> **Problem details**
Reproduce every one of the entries below word for word, omitting the pictures.

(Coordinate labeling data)
⟨

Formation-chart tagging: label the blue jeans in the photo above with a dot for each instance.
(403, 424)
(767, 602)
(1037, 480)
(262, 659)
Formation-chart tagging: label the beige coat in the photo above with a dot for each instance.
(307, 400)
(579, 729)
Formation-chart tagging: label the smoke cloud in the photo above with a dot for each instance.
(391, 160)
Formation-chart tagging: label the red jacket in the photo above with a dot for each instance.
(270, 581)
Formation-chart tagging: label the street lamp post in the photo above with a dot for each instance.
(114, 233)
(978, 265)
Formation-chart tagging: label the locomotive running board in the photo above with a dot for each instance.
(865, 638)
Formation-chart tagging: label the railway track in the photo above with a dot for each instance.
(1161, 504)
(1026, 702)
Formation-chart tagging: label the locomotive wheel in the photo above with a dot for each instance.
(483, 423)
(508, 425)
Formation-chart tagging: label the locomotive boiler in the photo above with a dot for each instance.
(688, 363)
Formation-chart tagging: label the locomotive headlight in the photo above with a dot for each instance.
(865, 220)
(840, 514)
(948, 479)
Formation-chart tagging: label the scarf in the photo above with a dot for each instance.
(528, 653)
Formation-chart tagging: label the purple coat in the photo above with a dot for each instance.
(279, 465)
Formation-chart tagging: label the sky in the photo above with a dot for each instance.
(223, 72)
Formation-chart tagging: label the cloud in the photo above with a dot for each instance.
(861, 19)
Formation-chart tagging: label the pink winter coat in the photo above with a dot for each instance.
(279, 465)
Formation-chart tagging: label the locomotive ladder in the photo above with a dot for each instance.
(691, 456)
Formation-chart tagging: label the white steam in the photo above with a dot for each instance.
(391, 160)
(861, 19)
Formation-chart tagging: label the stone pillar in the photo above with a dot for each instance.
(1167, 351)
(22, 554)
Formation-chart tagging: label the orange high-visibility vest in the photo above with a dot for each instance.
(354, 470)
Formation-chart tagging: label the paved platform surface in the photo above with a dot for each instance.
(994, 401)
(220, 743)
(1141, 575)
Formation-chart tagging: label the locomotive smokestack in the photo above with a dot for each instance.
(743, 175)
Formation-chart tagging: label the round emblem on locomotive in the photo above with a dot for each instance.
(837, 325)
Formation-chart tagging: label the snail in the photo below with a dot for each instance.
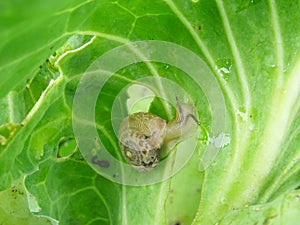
(142, 135)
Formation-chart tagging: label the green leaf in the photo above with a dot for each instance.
(252, 51)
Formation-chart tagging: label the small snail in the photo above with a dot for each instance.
(142, 135)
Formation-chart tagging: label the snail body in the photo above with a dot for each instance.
(142, 135)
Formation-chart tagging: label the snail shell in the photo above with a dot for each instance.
(142, 135)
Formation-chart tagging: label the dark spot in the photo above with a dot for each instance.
(101, 163)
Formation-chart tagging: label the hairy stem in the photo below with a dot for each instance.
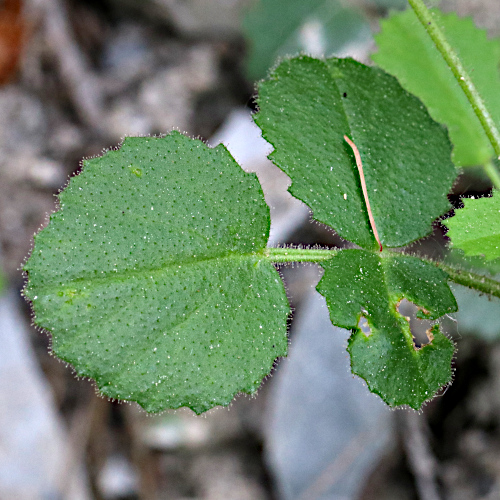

⟩

> **Written response**
Formation-chart tagging: label the blue jeans in the photo above with a dot for each instance.
(403, 424)
(767, 602)
(1037, 480)
(262, 659)
Formation-chart tagging: label the beige coat in the photo above with a dot for each instance.
(307, 400)
(579, 729)
Formation-chart tagging: label the smoke cloud in the photo above with a dot for each instance.
(391, 160)
Formation-chart tagging: label the red jacket in the photo above with a dot for each instance.
(270, 581)
Formation-chart tagging: label the street lamp post in the photo above with a dot for each instance.
(114, 233)
(978, 265)
Formation-chart tagging: label the locomotive running board in the photo above with a dot for each instance.
(865, 638)
Formation-chart tagging: label the railway track in the photo above with a dot for each instance.
(1161, 504)
(1026, 702)
Formation-chart tagging: label the locomotive wheel in the photo above with a dot for each instance.
(483, 423)
(508, 425)
Formation-chart tagging: label the locomotive boiler in the photo above with a dot for each instance.
(688, 363)
Formation-chart tagging: label the locomotive headlight in the photo above with a dot for each instance.
(865, 220)
(840, 514)
(948, 479)
Formation-chart tagging: label the scarf in the photo above with a dot for each instance.
(528, 653)
Formation-chart tagging: label the purple coat in the photo above with a dot for each instance.
(279, 465)
Formation-chart tagging: label the sky in the photo above with a dot for each instance.
(223, 72)
Formation-chart tagging: label the cloud in the photo above with a dot for each instance.
(861, 19)
Formation-chart tagging: label the pink winter coat in the photo above with a dot for each instance.
(279, 465)
Formation-chart tagging: label the locomotive ladder in the photo above with a dot for each instance.
(691, 456)
Formation-chart tagging: label the white steam in the photo above with a dot for each instance.
(391, 160)
(861, 19)
Formation-chart tagging: label the stone pillar in the photo above with a dot for each instance.
(1167, 351)
(22, 554)
Formation-chart tagging: label the orange high-visibility vest in the photo above with a dot for each instance.
(354, 470)
Formation-chart tagging: label the paved platform surface in the photo above with a dot for each instance.
(994, 401)
(220, 743)
(1141, 575)
Formation-chart tagging: label the locomotive smokestack in the photo above with a dot for each instance.
(743, 175)
Formation-chart tagging: label the round emblem on locomotive in the photo above with a dot for each instance.
(837, 325)
Formation-chart tagging: label the snail in the photo below with a dot for each instance.
(142, 135)
Formation-chart tagging: label the green leaf in the photo above with a dot for each instance.
(252, 51)
Formation-chart tagging: label the small snail in the photo above with a dot for each instance.
(142, 135)
Formation-chart tagging: label the snail body in the photo above with a dot for each instance.
(142, 135)
Formation-chart tagging: label the snail shell in the photo above with a dot for each instance.
(142, 135)
Formation-chart tagging: label the dark spot in the photo above with a dot for each instance.
(101, 163)
Formation-chart tagging: label the hairy stem in the photo below with a dot for each instance.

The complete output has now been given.